GIVEN INFORMATION Block Start

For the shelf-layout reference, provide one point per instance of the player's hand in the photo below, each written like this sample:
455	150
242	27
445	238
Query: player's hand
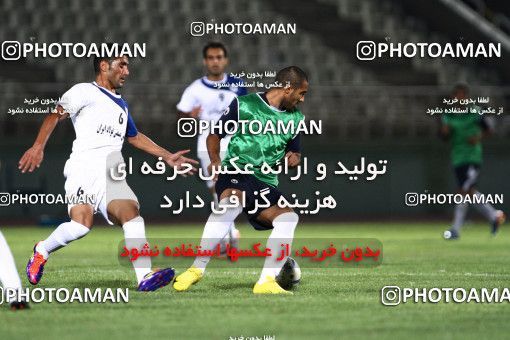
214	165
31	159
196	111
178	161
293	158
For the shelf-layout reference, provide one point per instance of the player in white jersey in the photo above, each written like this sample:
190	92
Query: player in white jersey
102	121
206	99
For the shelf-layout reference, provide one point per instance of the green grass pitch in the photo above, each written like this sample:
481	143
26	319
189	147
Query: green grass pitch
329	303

GIVEN INFORMATION Block End
GIVEN INFORMATION Block Start

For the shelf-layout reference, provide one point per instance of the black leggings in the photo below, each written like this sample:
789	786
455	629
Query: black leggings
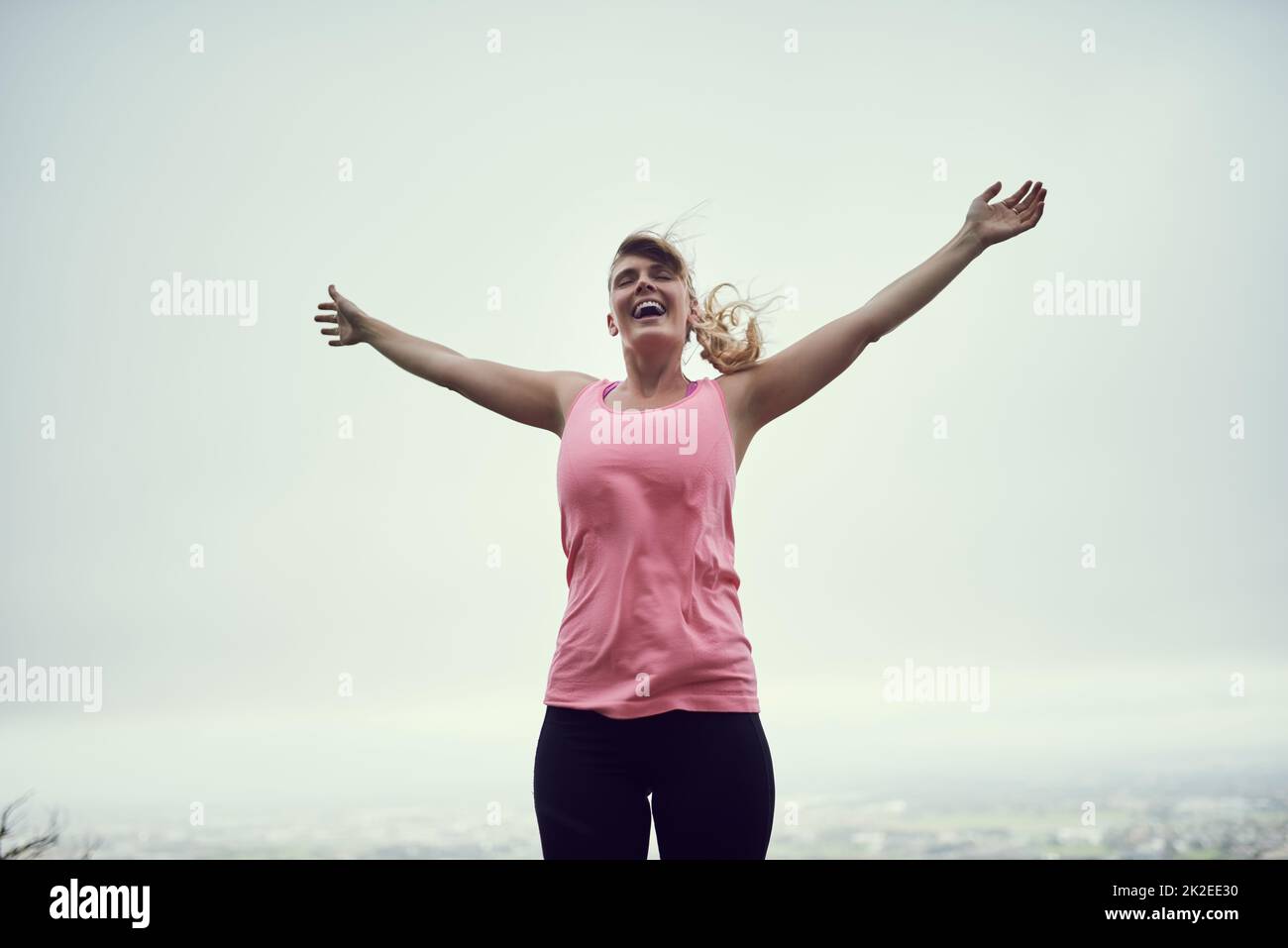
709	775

GIVEN INFORMATION Block End
GIVEN INFORMATION Block Start

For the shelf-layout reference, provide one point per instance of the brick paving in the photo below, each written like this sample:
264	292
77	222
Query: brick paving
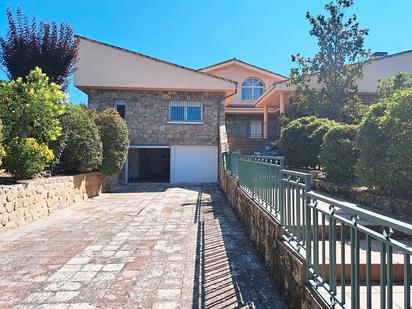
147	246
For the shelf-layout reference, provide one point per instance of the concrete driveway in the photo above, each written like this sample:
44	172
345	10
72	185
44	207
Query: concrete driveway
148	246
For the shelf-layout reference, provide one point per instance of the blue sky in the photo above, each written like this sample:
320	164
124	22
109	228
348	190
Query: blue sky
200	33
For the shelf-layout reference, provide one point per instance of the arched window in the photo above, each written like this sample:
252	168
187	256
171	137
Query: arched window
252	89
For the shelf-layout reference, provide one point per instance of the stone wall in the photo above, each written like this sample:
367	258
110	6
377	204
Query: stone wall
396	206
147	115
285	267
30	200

GIVEN INFORMATION Block End

Take each line of the material that contains the word "above" and list it.

— SOLUTION —
For the shelf-layout reference, provide one point per instance of the player in white jersey in the photo above, each written like this sample:
For the shelf-layout reference, provide one point per instance of the green grass pitch in the photo above, each written like this sample:
For the shelf-layout reference, provide one point per instance of the concrete driveway in the photo above, each written like this sample:
For the shelf-layout reference, provide one point per instance of the blue sky in the photo above, each written like this sample:
For the shelf-layout reference, provide one point per instance of the arched window in the photo above, each written like this sample:
For the shelf-layout reference, provide one point per instance of the stone wall in the photo above, each written like this sample:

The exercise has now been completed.